* [Dati mostrati]:
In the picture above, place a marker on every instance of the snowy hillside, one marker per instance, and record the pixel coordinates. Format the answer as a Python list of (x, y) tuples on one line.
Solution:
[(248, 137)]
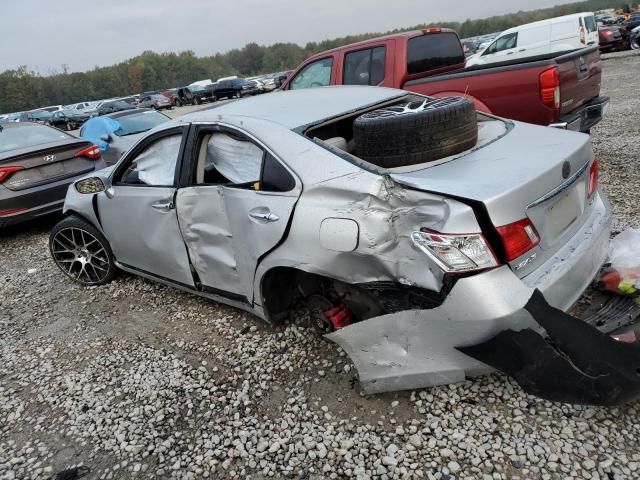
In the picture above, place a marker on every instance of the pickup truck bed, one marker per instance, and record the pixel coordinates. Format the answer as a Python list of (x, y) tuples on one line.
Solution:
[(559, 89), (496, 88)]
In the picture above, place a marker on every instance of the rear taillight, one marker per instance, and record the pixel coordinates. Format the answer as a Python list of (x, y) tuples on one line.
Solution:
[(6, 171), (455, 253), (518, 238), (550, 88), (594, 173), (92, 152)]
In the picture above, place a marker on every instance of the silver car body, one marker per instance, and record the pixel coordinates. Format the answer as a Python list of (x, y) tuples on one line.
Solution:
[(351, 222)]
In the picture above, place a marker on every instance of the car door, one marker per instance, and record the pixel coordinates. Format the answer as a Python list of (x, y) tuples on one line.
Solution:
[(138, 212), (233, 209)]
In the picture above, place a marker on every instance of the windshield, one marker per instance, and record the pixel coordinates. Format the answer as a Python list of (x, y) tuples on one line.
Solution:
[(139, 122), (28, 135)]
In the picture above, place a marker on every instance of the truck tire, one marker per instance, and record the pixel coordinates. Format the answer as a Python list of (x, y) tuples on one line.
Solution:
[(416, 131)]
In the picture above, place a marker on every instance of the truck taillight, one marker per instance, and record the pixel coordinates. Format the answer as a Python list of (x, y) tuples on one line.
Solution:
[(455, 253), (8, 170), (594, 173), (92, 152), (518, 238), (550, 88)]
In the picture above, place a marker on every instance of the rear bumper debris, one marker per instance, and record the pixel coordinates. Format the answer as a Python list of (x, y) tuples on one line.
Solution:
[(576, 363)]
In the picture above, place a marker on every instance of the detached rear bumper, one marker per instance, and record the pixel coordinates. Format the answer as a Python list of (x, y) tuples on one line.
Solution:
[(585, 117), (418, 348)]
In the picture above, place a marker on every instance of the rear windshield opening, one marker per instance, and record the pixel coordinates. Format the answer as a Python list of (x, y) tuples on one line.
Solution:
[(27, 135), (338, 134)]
--
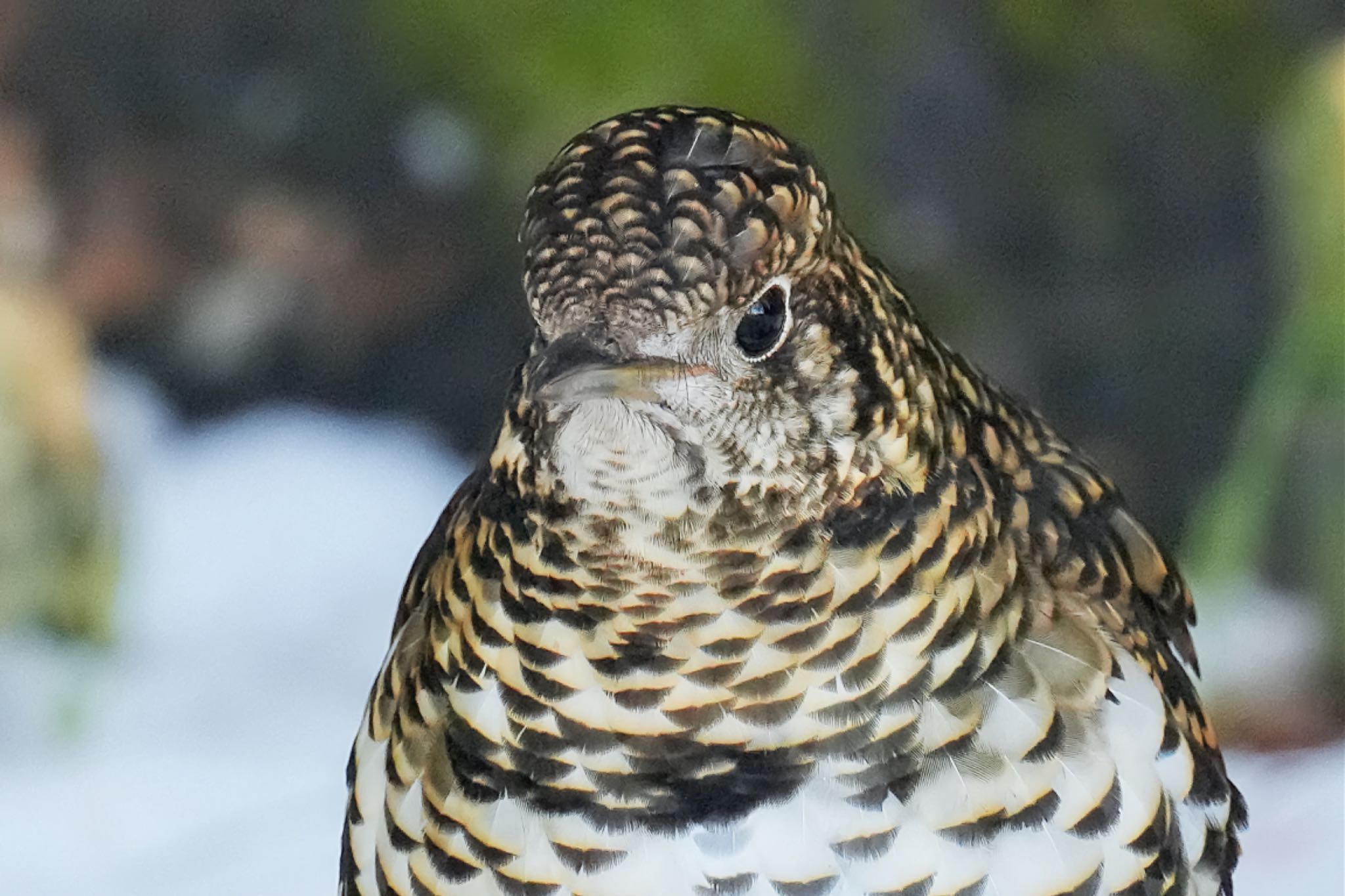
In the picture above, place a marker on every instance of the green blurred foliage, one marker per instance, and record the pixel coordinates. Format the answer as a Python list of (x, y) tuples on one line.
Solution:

* [Lavoro richiesto]: Riscrivi il materiale partendo dalla riga che contiene "of the silver" e terminando con quella che contiene "[(351, 222)]". Sostituisci "silver" con "gray" e lascia invariato tutto il resto.

* [Risposta all'esercizio]:
In the picture above, place a marker on every instance of the gray car body, one marker per instance, and record the pixel coordinates. Format the answer as a Python list of (x, y) tuples on one line.
Solution:
[(351, 222)]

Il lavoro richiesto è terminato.